- _RECORDS PROVIDED_:
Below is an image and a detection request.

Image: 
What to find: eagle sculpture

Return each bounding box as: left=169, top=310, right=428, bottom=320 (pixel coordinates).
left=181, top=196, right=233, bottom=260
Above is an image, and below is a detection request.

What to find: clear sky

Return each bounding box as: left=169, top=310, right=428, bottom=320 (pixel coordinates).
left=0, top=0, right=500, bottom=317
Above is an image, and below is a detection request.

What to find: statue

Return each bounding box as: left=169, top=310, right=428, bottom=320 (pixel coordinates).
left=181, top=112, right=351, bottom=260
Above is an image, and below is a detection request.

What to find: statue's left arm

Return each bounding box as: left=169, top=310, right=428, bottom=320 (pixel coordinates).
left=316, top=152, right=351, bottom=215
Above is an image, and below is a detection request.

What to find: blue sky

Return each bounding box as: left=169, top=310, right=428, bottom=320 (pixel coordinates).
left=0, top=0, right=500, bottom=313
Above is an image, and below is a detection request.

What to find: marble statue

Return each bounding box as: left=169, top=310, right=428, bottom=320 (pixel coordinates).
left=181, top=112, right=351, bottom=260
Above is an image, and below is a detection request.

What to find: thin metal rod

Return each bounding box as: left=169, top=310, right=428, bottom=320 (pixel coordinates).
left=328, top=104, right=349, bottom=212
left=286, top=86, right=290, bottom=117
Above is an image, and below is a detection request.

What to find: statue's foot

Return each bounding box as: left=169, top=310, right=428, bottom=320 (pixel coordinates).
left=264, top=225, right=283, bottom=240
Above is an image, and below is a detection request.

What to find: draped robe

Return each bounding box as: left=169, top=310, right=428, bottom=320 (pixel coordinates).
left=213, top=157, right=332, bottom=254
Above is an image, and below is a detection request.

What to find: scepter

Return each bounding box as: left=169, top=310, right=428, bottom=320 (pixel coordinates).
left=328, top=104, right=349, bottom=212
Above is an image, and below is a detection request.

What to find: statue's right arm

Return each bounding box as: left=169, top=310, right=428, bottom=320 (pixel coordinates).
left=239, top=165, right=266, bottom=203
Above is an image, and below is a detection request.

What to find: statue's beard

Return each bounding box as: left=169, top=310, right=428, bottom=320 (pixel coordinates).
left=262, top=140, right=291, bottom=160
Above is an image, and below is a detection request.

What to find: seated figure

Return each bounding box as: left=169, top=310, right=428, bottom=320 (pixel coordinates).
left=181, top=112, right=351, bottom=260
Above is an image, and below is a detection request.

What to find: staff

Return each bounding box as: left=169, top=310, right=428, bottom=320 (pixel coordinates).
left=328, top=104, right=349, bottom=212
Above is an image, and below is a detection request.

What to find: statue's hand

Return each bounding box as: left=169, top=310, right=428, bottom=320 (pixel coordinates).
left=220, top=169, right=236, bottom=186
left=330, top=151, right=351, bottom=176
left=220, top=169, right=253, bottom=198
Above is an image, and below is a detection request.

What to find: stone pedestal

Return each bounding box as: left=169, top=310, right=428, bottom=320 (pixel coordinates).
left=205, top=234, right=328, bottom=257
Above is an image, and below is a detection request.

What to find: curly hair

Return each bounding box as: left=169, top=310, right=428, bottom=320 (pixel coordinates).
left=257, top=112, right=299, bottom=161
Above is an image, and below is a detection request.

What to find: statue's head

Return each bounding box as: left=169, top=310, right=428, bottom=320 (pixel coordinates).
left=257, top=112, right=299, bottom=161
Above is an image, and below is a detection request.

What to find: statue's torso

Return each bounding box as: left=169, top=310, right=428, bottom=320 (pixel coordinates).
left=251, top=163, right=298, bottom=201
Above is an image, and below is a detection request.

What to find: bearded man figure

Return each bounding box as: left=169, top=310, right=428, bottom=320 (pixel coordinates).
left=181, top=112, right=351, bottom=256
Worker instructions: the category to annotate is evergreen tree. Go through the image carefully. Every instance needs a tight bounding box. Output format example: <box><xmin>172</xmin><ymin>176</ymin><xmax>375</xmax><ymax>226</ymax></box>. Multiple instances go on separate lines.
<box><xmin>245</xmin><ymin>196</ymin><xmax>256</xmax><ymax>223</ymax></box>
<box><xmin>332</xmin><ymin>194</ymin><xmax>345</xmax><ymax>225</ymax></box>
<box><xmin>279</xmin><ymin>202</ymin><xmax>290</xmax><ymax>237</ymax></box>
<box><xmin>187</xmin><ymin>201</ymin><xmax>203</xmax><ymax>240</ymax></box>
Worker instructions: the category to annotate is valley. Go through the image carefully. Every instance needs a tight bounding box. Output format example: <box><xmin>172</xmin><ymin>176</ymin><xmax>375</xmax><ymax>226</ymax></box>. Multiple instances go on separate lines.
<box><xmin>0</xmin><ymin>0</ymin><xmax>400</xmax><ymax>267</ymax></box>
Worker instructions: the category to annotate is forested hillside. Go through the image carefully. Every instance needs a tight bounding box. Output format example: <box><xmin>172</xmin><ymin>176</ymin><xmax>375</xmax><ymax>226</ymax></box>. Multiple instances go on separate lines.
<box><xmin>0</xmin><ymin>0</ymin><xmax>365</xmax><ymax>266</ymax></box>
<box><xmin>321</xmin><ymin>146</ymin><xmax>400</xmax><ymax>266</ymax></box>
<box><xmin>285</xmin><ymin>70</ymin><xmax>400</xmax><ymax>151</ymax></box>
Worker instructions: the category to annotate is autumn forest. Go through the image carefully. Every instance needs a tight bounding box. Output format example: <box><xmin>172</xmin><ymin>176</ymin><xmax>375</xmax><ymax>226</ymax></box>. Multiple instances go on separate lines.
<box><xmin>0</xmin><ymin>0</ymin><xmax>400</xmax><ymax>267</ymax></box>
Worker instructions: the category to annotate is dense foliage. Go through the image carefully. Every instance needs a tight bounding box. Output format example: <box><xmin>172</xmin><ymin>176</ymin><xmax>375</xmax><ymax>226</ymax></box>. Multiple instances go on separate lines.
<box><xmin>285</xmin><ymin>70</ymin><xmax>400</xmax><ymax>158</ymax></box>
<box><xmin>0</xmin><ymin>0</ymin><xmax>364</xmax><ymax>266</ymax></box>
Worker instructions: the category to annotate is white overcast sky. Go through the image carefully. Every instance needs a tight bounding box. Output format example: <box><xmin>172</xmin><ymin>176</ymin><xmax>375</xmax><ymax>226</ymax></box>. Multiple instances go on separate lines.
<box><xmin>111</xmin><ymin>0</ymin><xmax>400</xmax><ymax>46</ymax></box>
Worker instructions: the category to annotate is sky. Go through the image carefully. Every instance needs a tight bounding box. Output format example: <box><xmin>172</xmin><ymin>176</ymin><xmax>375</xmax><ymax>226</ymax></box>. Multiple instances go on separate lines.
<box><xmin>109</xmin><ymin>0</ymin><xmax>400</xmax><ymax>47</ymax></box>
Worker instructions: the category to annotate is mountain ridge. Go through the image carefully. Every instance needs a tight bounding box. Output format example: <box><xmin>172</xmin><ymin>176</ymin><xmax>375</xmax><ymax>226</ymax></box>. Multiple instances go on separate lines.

- _INSTRUCTION_:
Rewrite all the records above with "bounding box" renamed to "enclosing box" wherever it occurs, leaving every other character unchanged.

- _RESPONSE_:
Below is an image and a detection request.

Image: 
What to find: eagle sculpture

Return each enclosing box as: left=169, top=310, right=428, bottom=320 (pixel coordinates).
left=181, top=196, right=233, bottom=260
Above is an image, and below is a detection request.

What to find: clear sky

Return each enclosing box as: left=169, top=310, right=428, bottom=320 (pixel coordinates).
left=0, top=0, right=500, bottom=317
Above is an image, and below is a detection request.

What to find: statue

Return each enclosing box as: left=169, top=310, right=428, bottom=320 (pixel coordinates).
left=181, top=112, right=351, bottom=260
Above is an image, and below is a detection request.

What to find: statue's left arm

Return each enclosing box as: left=169, top=310, right=428, bottom=320 (pixel coordinates).
left=316, top=152, right=351, bottom=215
Above is an image, and below is a detection request.

What to find: blue sky

Return each enclosing box as: left=169, top=310, right=428, bottom=320 (pixel coordinates).
left=0, top=0, right=500, bottom=313
Above is an image, and below is a detection request.

What to find: marble statue

Return each enclosing box as: left=169, top=310, right=428, bottom=320 (pixel coordinates).
left=181, top=112, right=351, bottom=260
Above is an image, and below is a detection request.

What to find: thin metal rod

Return each enclosing box as: left=169, top=310, right=428, bottom=320 (pixel coordinates).
left=328, top=104, right=349, bottom=212
left=286, top=86, right=290, bottom=117
Above is an image, and below is a detection request.

What to find: statue's foot

Return each enclosing box as: left=169, top=310, right=428, bottom=320 (pixel coordinates).
left=264, top=225, right=283, bottom=240
Above is an image, and below is a detection request.

What to find: draped robe

Return each enclosing box as: left=169, top=310, right=428, bottom=320 (pixel coordinates).
left=213, top=157, right=332, bottom=254
Above is an image, and below is a detection request.

What to find: scepter

Return each enclosing box as: left=169, top=310, right=428, bottom=320 (pixel coordinates).
left=328, top=104, right=349, bottom=212
Above is an image, and below is a detection request.

What to find: statue's right arm

Return each enclosing box as: left=169, top=310, right=428, bottom=320 (pixel coordinates).
left=239, top=165, right=266, bottom=203
Above is an image, and below is a detection request.

What to find: statue's beard

Return each enclosing box as: left=169, top=310, right=428, bottom=320 (pixel coordinates).
left=262, top=140, right=291, bottom=160
Above is an image, and below is a detection request.

What to find: seated figure

Return each enclosing box as: left=169, top=310, right=428, bottom=320 (pixel coordinates).
left=181, top=112, right=351, bottom=260
Above is an image, and below is a detection request.

What to find: staff

Return each enclosing box as: left=169, top=310, right=428, bottom=320 (pixel coordinates).
left=328, top=104, right=349, bottom=212
Above is an image, and below is a detection request.

What to find: statue's hand

Return each enclosing box as: left=169, top=310, right=428, bottom=320 (pixel coordinates).
left=220, top=169, right=236, bottom=186
left=330, top=151, right=351, bottom=176
left=220, top=169, right=253, bottom=198
Above is an image, and below is a detection request.

What to find: stone pedestal

Return each enclosing box as: left=169, top=310, right=428, bottom=320 (pixel coordinates).
left=205, top=234, right=328, bottom=257
Above is an image, and below is a detection request.

What to find: curly hair

Return each enclosing box as: left=169, top=310, right=428, bottom=320 (pixel coordinates).
left=257, top=112, right=299, bottom=161
Above is an image, and below is a detection request.

What to find: statue's head

Return each enclosing box as: left=169, top=310, right=428, bottom=320 (pixel coordinates).
left=257, top=112, right=299, bottom=161
Above is an image, and below is a detection request.

What to find: statue's torso

Return each enclosing box as: left=169, top=310, right=428, bottom=320 (pixel coordinates).
left=251, top=163, right=298, bottom=201
Above is an image, and below is a detection request.

What to find: bearded man figure

Return each enclosing box as: left=169, top=310, right=428, bottom=320 (pixel coordinates).
left=181, top=112, right=351, bottom=256
Worker instructions: the category to annotate is evergreen tree. Go through the image carefully. Every instance needs a tight enclosing box. Output format example: <box><xmin>172</xmin><ymin>176</ymin><xmax>375</xmax><ymax>226</ymax></box>. Multiple instances go on separate lines.
<box><xmin>245</xmin><ymin>196</ymin><xmax>256</xmax><ymax>223</ymax></box>
<box><xmin>332</xmin><ymin>194</ymin><xmax>345</xmax><ymax>225</ymax></box>
<box><xmin>279</xmin><ymin>202</ymin><xmax>290</xmax><ymax>237</ymax></box>
<box><xmin>187</xmin><ymin>201</ymin><xmax>203</xmax><ymax>240</ymax></box>
Worker instructions: the category to annotate is valley. Go through the image carefully. Every instance needs a tight enclosing box. Output format example: <box><xmin>172</xmin><ymin>176</ymin><xmax>375</xmax><ymax>226</ymax></box>. Multiple instances go on separate lines.
<box><xmin>0</xmin><ymin>0</ymin><xmax>400</xmax><ymax>267</ymax></box>
Worker instructions: the category to annotate is forested hillside. Go through the image carefully. Every instance needs a tight enclosing box. Output format example: <box><xmin>172</xmin><ymin>176</ymin><xmax>375</xmax><ymax>226</ymax></box>. Multiple instances go on separate lines.
<box><xmin>0</xmin><ymin>0</ymin><xmax>365</xmax><ymax>266</ymax></box>
<box><xmin>321</xmin><ymin>146</ymin><xmax>400</xmax><ymax>266</ymax></box>
<box><xmin>285</xmin><ymin>70</ymin><xmax>400</xmax><ymax>151</ymax></box>
Worker instructions: the category to annotate is autumn forest. Go through the image carefully. Every instance needs a tight enclosing box. Output format example: <box><xmin>172</xmin><ymin>176</ymin><xmax>375</xmax><ymax>226</ymax></box>. Multiple instances go on separate lines.
<box><xmin>0</xmin><ymin>0</ymin><xmax>400</xmax><ymax>267</ymax></box>
Worker instructions: the category to annotate is dense foliage. Go through the image carefully. Every instance needs a tight enclosing box. Output format example: <box><xmin>172</xmin><ymin>176</ymin><xmax>375</xmax><ymax>226</ymax></box>. Multiple instances go on separate lines.
<box><xmin>285</xmin><ymin>70</ymin><xmax>400</xmax><ymax>158</ymax></box>
<box><xmin>0</xmin><ymin>0</ymin><xmax>364</xmax><ymax>266</ymax></box>
Worker instructions: the category to annotate is white overcast sky. Go through the image carefully. Every instance needs a tight enclosing box. Output format example: <box><xmin>172</xmin><ymin>176</ymin><xmax>375</xmax><ymax>226</ymax></box>. Multiple instances go on separate lines.
<box><xmin>111</xmin><ymin>0</ymin><xmax>400</xmax><ymax>46</ymax></box>
Worker instructions: the category to annotate is sky. Go through the image carefully. Every instance needs a tight enclosing box. Output format example: <box><xmin>172</xmin><ymin>176</ymin><xmax>375</xmax><ymax>226</ymax></box>. Multiple instances go on separate lines.
<box><xmin>109</xmin><ymin>0</ymin><xmax>400</xmax><ymax>47</ymax></box>
Worker instructions: the category to annotate is mountain ridge. Go through the image carefully. Every instance needs a tight enclosing box. Output format example: <box><xmin>172</xmin><ymin>176</ymin><xmax>375</xmax><ymax>226</ymax></box>. Multiple instances go on separate lines.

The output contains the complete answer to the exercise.